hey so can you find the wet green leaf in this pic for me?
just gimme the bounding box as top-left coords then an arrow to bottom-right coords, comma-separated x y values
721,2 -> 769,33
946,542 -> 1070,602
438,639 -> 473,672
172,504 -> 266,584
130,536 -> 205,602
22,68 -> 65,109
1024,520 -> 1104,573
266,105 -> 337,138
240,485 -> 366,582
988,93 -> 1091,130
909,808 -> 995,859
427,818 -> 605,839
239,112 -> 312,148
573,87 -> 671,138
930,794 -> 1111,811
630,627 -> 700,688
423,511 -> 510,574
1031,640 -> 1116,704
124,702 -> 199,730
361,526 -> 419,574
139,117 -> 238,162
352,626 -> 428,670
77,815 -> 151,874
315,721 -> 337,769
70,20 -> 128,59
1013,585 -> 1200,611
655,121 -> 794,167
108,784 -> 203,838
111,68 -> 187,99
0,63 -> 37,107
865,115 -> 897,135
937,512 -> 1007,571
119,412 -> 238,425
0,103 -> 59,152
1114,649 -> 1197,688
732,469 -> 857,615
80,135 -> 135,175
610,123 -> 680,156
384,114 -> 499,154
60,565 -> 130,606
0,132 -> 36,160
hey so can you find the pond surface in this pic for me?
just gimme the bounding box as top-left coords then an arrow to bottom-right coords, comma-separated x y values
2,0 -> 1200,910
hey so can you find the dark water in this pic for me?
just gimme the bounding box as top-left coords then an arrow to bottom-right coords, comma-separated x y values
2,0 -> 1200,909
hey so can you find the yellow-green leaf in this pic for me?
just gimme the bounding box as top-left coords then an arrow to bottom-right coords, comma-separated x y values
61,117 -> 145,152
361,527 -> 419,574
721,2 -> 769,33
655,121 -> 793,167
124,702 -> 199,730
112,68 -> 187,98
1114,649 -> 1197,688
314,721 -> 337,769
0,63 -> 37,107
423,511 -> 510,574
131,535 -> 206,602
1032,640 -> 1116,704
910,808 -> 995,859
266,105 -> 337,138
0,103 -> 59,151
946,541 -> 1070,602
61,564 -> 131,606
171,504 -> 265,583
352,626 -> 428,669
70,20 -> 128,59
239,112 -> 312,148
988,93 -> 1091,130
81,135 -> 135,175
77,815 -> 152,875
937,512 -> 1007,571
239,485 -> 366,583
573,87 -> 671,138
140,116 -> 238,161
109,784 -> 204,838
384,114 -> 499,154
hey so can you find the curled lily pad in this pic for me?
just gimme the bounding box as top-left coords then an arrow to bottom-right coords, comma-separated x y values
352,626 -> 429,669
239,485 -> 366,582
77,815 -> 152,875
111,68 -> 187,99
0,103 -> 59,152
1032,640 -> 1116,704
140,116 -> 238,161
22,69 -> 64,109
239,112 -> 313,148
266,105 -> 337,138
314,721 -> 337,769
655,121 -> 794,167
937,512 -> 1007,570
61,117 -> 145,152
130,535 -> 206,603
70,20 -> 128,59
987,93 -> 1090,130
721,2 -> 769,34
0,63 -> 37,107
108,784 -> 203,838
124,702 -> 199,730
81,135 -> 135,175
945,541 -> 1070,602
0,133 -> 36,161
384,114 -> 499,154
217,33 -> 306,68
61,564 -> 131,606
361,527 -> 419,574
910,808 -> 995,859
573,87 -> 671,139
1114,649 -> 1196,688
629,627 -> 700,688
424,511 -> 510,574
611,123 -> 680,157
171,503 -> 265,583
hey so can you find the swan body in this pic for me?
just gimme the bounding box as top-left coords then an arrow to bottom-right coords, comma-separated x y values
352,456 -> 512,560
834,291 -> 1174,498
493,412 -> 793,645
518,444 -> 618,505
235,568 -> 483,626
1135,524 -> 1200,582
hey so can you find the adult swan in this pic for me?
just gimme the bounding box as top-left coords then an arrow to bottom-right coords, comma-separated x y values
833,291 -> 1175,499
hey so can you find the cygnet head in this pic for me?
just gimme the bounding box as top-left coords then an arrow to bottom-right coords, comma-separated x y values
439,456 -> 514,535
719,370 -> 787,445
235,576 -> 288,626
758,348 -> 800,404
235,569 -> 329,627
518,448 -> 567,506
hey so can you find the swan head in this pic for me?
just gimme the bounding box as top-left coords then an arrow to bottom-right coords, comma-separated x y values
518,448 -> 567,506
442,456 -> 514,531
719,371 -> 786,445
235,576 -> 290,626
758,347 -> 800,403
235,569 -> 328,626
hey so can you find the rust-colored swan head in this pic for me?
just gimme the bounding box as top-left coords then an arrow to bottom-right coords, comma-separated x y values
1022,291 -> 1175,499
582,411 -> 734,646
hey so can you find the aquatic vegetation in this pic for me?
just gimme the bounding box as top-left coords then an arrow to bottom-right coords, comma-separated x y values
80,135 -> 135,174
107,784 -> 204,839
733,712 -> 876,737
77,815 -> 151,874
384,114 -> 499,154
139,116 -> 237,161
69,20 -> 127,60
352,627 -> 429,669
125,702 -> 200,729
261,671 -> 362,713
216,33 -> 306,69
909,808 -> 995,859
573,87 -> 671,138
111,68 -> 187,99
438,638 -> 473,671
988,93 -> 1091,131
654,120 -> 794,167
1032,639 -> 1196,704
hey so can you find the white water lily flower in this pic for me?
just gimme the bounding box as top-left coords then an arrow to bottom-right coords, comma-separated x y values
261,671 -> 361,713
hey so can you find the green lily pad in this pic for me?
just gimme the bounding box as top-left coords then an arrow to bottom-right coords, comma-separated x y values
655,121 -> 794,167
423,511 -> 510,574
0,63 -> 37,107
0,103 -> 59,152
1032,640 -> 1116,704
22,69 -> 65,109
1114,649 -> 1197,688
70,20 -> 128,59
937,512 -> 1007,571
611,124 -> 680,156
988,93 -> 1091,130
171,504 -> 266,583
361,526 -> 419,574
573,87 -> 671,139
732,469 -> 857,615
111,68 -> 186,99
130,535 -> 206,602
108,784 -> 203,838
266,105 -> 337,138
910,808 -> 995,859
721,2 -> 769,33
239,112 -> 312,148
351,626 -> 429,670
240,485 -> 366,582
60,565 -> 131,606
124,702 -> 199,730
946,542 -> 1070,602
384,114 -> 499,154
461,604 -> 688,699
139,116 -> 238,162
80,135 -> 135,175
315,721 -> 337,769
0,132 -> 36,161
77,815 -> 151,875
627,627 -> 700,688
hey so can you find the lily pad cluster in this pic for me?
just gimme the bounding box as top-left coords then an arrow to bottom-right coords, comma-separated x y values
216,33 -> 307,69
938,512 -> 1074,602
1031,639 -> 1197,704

※

== Work order ==
Start with the line above that contains "hey so can you find the aquatic" and stop after the line that contains "hey so can you find the lily". Output those lines exactly, and only those.

== Output of the exercise ==
hey so can you find the aquatic vegetation in this pic for me?
just gimme the bounding box as top-left coords then an arrow to bottom-right coords, comma-separated x y values
80,135 -> 135,174
107,784 -> 204,839
733,712 -> 876,737
77,815 -> 151,874
384,114 -> 499,154
139,116 -> 237,161
69,20 -> 127,60
352,627 -> 429,669
125,702 -> 200,729
261,671 -> 362,713
216,33 -> 306,69
909,808 -> 995,859
573,87 -> 671,138
111,68 -> 187,99
438,638 -> 473,671
988,93 -> 1091,131
654,120 -> 794,167
1032,639 -> 1196,704
hey so can you find the white water lily flower in this pic for me?
just gimme the bounding box as top-left coords then an arrow to bottom-right coords, comma-separated x y values
261,671 -> 361,713
hey so can you find the green lily pad in this pic for me?
just gimme the bounding box as top-left coords then an arrow to bottom-right coords, comma-separated x y values
655,121 -> 794,167
423,511 -> 510,574
0,63 -> 37,107
0,103 -> 59,152
1032,640 -> 1116,704
22,69 -> 65,109
1114,649 -> 1197,688
70,20 -> 128,59
937,512 -> 1007,571
611,124 -> 680,156
988,93 -> 1091,130
171,504 -> 266,583
361,526 -> 419,574
573,87 -> 671,139
732,469 -> 857,615
111,68 -> 186,99
130,535 -> 206,602
108,784 -> 203,838
266,105 -> 337,138
910,808 -> 995,859
721,2 -> 769,33
239,112 -> 312,148
351,626 -> 429,670
240,485 -> 366,582
60,565 -> 131,606
124,702 -> 199,730
946,542 -> 1070,602
384,114 -> 499,154
461,604 -> 688,699
139,116 -> 238,162
80,135 -> 135,175
315,721 -> 337,769
0,132 -> 36,161
77,815 -> 151,875
627,627 -> 700,688
hey so can you find the lily pad cluster in this pic for me?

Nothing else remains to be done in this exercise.